• **ASSIGNMENT**: Copy each line in the data that includes the word "below".

START EXERCISE DATA

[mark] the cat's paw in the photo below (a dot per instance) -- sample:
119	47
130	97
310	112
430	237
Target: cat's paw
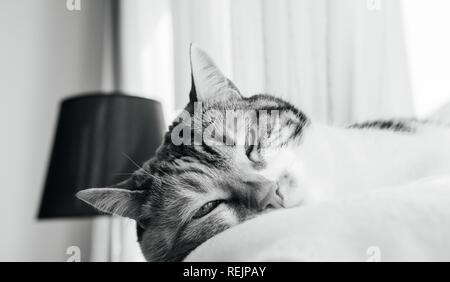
289	190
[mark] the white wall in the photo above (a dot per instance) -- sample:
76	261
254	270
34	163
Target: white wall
46	53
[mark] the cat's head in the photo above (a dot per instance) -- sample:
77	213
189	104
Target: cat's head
195	187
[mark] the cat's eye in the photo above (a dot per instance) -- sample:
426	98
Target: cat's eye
207	208
254	155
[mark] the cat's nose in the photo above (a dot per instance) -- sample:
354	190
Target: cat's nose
270	198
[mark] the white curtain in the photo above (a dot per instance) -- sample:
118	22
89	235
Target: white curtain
340	61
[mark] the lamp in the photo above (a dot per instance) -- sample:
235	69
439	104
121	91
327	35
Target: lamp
100	138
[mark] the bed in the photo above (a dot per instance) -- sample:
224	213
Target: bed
403	223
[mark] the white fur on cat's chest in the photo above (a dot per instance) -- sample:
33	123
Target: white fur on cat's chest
332	163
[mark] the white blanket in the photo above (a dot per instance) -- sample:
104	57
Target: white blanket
405	223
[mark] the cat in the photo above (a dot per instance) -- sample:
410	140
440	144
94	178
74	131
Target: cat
192	190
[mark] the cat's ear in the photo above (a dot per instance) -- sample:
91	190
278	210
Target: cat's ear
208	82
116	201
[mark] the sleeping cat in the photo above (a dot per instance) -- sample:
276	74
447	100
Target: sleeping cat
194	188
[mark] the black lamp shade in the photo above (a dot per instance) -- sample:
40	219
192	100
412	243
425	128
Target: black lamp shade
97	135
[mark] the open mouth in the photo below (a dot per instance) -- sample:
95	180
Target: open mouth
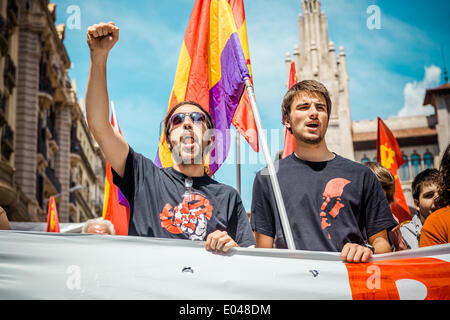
188	139
313	125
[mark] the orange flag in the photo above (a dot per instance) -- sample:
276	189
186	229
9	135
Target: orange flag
289	140
243	119
52	216
390	157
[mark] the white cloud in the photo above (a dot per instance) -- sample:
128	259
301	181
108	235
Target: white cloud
414	93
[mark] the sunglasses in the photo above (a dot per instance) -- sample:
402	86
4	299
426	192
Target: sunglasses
196	117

END EXERCISE DATA

• **ANSWER**:
[mark] the cat's paw in the photo below (a dot per instance) -- sample:
[mark] the open mouth in the photo below (a dot per instance) -- sample:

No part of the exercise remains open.